=== What you are asked to do ===
Two lines mark the range in the entries below: the one holding "Each <instance> describes" and the one holding "box: [475, 239, 557, 270]". Set down those two and all lines between them, exactly.

════════════════

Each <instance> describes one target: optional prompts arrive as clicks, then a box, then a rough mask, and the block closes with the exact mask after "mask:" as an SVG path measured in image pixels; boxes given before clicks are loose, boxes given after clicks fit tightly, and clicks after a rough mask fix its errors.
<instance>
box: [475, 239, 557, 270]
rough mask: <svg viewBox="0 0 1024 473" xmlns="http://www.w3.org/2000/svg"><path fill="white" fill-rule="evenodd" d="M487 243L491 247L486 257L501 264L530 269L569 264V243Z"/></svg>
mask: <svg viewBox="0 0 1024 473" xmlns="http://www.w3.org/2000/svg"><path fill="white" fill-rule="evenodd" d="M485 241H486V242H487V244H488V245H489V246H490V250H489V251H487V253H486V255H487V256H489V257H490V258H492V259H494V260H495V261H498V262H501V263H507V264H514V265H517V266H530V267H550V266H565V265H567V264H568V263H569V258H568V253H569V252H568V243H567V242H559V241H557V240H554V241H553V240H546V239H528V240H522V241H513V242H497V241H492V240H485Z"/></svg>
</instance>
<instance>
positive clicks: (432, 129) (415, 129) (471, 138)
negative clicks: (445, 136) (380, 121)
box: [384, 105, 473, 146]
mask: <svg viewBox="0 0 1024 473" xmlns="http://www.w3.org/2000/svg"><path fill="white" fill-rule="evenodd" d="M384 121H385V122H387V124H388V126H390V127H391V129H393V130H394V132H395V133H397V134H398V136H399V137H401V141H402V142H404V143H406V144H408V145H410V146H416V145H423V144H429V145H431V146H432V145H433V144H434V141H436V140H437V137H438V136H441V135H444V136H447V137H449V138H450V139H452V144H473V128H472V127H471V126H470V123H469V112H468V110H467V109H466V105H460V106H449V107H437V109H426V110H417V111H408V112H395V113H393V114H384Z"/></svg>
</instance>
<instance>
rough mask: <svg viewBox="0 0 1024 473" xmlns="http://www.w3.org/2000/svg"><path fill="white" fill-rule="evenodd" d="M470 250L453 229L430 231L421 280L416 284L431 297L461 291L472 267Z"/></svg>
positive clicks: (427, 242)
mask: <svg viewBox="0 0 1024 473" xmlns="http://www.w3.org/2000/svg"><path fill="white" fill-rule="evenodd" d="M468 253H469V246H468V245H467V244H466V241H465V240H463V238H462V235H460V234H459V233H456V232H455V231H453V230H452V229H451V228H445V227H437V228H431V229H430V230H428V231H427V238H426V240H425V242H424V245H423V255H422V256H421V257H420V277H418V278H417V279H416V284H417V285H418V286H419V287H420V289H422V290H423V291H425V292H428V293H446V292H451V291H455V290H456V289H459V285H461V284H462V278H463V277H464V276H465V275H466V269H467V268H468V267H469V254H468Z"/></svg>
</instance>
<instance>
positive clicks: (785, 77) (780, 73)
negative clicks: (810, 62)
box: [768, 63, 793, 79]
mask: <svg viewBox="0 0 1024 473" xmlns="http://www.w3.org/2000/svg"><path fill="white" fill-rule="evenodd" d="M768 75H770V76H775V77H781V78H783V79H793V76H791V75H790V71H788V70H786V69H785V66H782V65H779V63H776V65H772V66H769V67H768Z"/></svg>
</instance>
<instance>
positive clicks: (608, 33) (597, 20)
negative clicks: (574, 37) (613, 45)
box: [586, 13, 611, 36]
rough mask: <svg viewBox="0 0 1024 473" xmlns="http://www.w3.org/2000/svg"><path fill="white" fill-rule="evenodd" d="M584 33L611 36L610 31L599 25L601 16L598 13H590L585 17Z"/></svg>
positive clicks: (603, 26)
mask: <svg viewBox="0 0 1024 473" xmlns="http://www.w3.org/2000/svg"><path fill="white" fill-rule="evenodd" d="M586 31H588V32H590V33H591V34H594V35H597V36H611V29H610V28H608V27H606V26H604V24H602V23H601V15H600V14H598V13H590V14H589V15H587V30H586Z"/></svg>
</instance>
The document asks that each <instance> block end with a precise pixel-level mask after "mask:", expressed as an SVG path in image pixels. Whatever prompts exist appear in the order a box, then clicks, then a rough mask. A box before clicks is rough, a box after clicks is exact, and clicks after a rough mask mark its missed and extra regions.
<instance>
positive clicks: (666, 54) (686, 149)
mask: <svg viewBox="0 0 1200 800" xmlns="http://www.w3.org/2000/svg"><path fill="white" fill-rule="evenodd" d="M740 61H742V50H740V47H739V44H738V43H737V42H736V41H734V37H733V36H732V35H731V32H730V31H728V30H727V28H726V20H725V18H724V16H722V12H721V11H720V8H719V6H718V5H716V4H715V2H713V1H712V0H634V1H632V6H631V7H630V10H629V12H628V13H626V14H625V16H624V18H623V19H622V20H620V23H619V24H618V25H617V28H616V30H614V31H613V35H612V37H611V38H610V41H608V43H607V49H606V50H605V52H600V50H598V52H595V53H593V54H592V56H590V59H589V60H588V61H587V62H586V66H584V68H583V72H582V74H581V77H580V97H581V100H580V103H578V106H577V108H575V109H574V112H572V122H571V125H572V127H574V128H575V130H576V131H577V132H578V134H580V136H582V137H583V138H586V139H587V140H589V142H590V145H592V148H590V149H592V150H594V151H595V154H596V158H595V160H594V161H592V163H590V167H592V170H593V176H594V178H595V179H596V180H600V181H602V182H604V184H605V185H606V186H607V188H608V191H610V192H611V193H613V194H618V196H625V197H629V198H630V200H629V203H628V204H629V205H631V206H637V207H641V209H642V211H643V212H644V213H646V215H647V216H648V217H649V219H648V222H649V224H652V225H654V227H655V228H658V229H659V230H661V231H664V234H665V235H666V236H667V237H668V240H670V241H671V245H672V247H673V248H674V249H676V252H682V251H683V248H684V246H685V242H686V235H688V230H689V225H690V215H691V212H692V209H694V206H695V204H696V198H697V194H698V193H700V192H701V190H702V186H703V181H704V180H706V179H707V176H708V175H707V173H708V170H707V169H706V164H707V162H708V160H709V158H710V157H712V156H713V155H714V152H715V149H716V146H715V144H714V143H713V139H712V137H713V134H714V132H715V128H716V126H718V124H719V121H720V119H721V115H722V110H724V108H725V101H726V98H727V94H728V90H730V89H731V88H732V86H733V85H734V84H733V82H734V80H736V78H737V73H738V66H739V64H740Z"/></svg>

════════════════

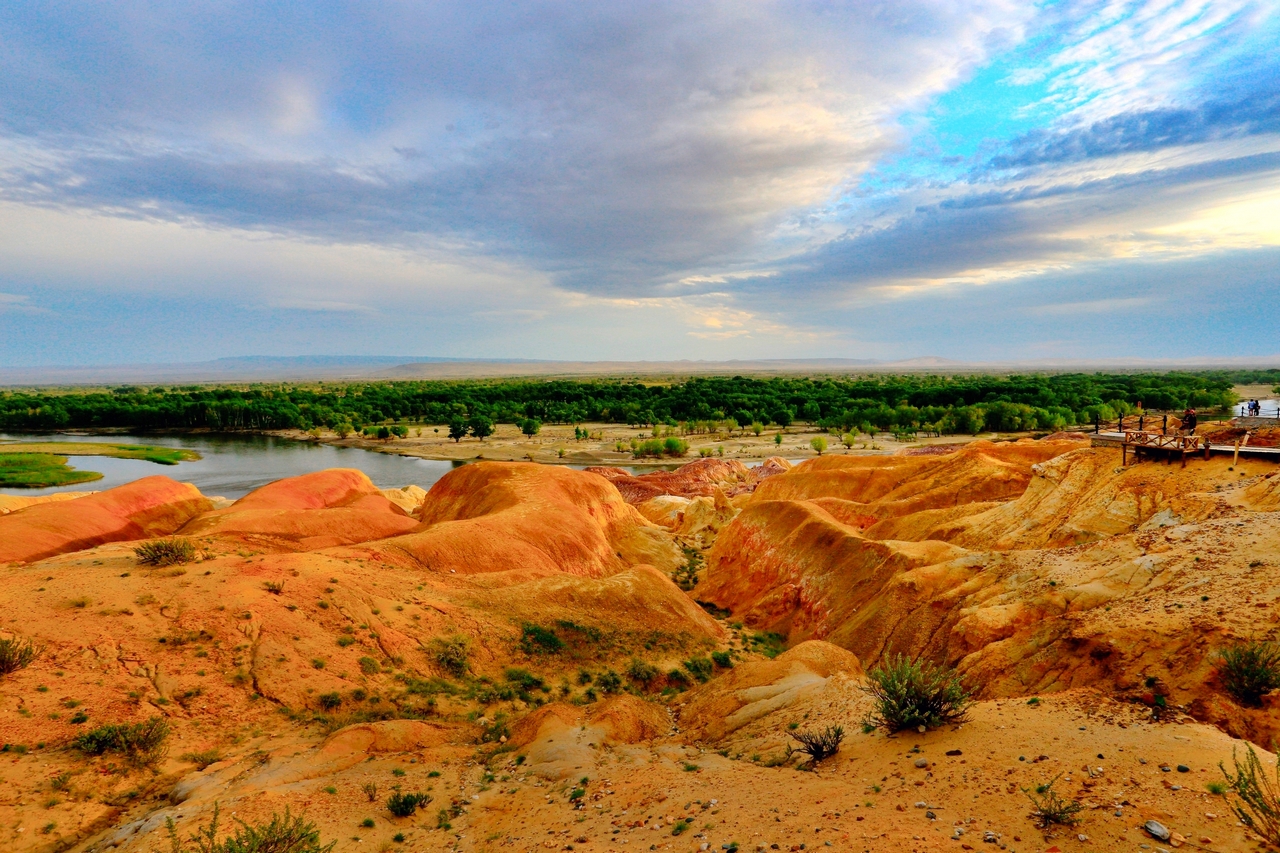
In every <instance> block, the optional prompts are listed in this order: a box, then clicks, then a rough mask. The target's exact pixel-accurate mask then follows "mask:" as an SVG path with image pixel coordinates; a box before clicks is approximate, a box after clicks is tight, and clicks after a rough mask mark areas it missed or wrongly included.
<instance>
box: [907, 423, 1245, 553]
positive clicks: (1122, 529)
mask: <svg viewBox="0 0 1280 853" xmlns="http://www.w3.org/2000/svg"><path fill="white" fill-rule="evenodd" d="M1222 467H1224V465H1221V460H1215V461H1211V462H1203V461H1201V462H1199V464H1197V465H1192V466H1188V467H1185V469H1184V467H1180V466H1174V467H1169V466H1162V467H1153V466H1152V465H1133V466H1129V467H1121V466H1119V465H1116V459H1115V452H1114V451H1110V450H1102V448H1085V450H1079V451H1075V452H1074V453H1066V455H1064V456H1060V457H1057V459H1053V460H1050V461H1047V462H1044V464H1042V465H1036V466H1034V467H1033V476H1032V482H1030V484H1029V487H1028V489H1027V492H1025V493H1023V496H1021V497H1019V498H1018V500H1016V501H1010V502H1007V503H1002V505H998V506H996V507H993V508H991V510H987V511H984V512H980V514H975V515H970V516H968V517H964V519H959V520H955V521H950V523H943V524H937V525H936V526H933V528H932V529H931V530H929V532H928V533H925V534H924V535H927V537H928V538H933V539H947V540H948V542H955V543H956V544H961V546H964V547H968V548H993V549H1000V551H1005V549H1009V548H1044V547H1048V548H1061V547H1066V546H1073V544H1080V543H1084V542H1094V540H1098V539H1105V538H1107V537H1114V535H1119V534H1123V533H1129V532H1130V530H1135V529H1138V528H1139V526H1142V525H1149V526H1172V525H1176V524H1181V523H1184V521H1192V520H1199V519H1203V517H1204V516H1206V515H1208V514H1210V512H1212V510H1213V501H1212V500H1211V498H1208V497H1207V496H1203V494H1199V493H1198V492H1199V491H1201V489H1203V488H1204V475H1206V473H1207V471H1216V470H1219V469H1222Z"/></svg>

════════════════

=== Response ===
Each <instance> describes one target: optional prompts arrive as clicks, then a box, then a rough mask, and the block closes with the exact mask after "mask:" as an SVG path measured in image pixels; boxes given before clicks are loose, boxes given after clicks fit tightly, and clicks after a rough mask fix its errors.
<instance>
box: [475, 239, 557, 270]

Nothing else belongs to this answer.